* [Set exercise]: Extract every line of the items below that contains the string "water", treating uppercase and lowercase letters as different.

[Detection annotation records]
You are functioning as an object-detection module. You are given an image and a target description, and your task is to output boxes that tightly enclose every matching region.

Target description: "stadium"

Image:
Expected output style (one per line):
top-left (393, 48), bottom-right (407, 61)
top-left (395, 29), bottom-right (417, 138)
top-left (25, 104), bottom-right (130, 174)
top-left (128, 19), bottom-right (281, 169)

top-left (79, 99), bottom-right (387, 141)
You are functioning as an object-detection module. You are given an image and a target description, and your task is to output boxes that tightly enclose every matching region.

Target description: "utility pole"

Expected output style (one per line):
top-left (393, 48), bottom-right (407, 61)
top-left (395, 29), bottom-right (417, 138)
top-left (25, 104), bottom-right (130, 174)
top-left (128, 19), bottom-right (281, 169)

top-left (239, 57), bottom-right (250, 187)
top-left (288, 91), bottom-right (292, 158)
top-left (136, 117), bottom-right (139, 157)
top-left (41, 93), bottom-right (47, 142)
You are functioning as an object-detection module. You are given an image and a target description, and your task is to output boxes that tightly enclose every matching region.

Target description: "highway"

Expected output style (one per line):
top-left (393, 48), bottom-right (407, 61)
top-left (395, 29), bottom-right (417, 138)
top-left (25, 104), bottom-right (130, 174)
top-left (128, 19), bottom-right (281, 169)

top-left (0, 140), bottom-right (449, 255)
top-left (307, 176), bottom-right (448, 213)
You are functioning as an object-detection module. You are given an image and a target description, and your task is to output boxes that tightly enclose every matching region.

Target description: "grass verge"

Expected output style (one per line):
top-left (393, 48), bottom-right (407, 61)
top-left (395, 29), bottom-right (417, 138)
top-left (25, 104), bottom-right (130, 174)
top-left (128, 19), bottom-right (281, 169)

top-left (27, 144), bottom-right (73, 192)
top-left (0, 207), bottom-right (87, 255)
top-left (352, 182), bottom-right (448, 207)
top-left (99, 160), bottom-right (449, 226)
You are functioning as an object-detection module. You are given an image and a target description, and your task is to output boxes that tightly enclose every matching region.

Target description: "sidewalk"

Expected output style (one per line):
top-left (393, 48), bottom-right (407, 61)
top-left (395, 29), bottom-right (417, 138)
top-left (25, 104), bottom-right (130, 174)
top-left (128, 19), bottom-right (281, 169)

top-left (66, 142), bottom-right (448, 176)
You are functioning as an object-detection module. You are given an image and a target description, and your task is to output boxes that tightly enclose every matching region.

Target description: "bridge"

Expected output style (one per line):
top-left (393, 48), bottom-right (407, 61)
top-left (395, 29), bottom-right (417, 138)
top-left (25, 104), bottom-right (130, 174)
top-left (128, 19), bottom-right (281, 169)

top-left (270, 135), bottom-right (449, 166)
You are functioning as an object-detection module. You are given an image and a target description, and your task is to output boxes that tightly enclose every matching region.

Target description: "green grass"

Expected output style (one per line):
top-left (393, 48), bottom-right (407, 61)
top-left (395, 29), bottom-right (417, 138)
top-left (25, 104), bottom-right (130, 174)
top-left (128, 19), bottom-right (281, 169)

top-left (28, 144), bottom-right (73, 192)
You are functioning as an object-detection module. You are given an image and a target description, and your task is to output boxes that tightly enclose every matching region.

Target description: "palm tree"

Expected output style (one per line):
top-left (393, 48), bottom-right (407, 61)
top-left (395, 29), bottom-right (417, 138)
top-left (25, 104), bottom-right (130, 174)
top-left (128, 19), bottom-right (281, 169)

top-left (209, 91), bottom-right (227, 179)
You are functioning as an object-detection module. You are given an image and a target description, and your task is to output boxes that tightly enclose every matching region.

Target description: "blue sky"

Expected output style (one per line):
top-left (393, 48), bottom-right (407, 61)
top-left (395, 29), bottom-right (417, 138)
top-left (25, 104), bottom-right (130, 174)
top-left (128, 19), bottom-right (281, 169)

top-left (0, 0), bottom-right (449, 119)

---

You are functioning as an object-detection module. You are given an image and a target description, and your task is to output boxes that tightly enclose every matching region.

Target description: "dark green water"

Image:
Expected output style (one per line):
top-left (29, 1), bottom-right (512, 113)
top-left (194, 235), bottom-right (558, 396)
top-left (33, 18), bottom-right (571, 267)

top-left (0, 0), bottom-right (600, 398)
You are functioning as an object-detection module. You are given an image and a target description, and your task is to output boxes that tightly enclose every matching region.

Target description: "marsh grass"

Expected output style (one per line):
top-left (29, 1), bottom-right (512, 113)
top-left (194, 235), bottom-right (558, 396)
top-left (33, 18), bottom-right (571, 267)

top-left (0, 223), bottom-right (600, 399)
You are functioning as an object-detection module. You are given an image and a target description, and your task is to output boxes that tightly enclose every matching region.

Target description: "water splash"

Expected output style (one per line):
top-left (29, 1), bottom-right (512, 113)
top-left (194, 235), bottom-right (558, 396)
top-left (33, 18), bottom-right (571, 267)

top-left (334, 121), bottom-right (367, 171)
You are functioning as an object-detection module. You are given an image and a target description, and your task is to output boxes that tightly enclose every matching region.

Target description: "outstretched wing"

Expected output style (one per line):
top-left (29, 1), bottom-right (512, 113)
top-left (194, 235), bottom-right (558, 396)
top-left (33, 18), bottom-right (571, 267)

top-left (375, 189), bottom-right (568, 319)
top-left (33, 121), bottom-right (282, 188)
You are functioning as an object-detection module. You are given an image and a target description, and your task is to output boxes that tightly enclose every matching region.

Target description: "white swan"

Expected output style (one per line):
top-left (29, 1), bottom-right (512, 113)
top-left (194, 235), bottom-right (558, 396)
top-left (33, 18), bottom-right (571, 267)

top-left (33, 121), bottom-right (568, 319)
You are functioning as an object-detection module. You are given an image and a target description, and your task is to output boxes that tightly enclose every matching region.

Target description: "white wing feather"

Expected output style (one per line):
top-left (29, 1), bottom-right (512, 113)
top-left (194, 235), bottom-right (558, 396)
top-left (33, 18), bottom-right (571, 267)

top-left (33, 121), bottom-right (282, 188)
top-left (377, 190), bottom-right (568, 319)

* [Exercise response]:
Target description: "dark green water"
Target description: "water splash"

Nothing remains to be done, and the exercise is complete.